**Text to read**:
[Start]

We use $H( b , s )$ to denote the Hessian of $L(r)$ , with respect to $r$, as a function of the prior parameters $b = \{ b_{i,j} \}$ and $s = \{ s_{i,j} \}$ ; i.e.,

\[H_{i,j}^{k,\ell} (a, b) = \frac{ \partial^2 L }{ \partial r_{k,\ell} \partial r_{i,j} }\]

Problem¶

Given an information matrix $I$ , determine the parameter matrices $b$ and $s$ that minimize

\[\sum_{i,j} \sum_{k,\ell} \left( H_{i,j}^{k,\ell} (b, s) - I_{i,j}^{k,\ell} \right)^2\]

subject to a lower bound of zero and a positive upper bound on the elements of $b$ and $s$ .

This is a linear least square problem subject to lower and upper bounds on the variables being optimized. It could be solved using scipy.optimize.lsq_linear .
The objective above is the Frobenius norm squared of the difference between the approximation and the desired information matrix.
The indices where $| k - i| > 1$ or $| \ell - j | > 1$ do not need to be included in the summation.
If an element of $b$ or $s$ is zero at the solution, the corresponding term is not included in the prior (because its variance is infinite).
The positive upper bound corresponds to a lower limit on the variances in the prior.

Notation	Meaning
\(r_{i,j}\)	value of the rate at the i-th age and j-th time
\(N\)	number of age points in the rate grid minus 1
\(M\)	number of time points in the rate grid minus 1
\(\bar{v}_{i,j}\)	mean for the rate value at (i,j)
\(\bar{a}_{i,j}\)	mean for age forward differences at (i,j)
\(\bar{t}_{i,j}\)	mean for time forward differences at (i,j)
\(v_{i,j}\)	variance for the rate value at (i,j)
\(a_{i,j}\)	variance for age forward differences at (i,j)
\(t_{i,j}\)	variance for time forward differences at (i,j)
\(L(r)\)	the negative log-likelihood for prior
\(V(r)\)	value contribution to \(L(z)\)
\(A(r)\)	age contribution to \(L(z)\)
\(T(r)\)	time contribution to \(L(z)\)

[End]

**Aim 1**: In the entries starting at the line that contains "Scan the scene above for any hopper" and ending at the line that contains "[0,0,500,186]", switch "hopper" to "gondola" and give those lines again with nothing else changed.

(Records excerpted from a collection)
[Start]

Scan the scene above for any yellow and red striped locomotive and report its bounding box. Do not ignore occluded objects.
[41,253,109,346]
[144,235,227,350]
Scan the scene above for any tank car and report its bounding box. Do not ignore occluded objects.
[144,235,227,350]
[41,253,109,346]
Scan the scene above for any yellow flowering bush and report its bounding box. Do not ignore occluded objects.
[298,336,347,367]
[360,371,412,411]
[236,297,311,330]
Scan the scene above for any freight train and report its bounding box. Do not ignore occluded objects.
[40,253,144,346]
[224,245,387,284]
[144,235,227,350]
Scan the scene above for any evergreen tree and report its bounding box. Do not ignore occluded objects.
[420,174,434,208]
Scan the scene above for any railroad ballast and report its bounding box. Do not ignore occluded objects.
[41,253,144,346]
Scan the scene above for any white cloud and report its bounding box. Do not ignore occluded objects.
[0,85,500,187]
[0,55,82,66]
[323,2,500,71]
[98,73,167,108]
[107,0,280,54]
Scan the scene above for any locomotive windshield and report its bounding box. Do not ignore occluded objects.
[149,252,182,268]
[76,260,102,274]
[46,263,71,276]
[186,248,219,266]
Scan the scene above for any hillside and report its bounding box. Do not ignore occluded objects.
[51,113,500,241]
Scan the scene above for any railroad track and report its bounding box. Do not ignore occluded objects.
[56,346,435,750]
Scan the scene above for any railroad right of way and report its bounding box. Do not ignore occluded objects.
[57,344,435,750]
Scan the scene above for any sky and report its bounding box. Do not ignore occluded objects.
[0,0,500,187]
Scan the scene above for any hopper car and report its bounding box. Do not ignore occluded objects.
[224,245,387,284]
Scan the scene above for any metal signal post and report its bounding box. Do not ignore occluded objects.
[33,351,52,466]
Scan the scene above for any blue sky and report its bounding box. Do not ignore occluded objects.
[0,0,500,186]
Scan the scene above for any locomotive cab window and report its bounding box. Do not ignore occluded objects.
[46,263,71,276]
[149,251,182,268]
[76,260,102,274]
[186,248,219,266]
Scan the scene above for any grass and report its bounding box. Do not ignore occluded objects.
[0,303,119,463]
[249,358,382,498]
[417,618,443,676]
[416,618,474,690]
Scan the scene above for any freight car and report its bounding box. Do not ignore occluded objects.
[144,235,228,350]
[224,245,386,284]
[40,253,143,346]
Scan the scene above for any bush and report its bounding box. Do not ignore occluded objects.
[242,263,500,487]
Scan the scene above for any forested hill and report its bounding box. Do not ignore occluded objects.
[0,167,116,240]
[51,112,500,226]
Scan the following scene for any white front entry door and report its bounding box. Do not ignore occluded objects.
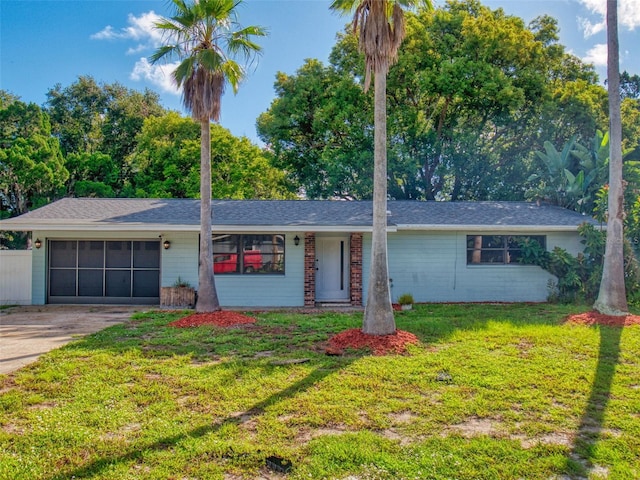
[316,237,349,302]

[End]

**Aim 2**: In the text on fitting the prior's Hessian to an information matrix, why is a term left out of the prior when an element of $b$ or $s$ is zero at the solution?

**Task output 1**:
Scan the scene above for any gondola car and report its bounding box. Do not ignore occluded objects.
[224,245,387,284]
Scan the scene above for any metal signal post and report its bounding box. Do not ignore occluded objects.
[33,351,52,466]
Scan the scene above for any blue sky and report its bounding box. Do not ignore occluded objects.
[0,0,500,186]

**Task output 2**: When an element of $b$ or $s$ is zero at the solution, its variance is infinite. For that reason the corresponding term is not included in the prior.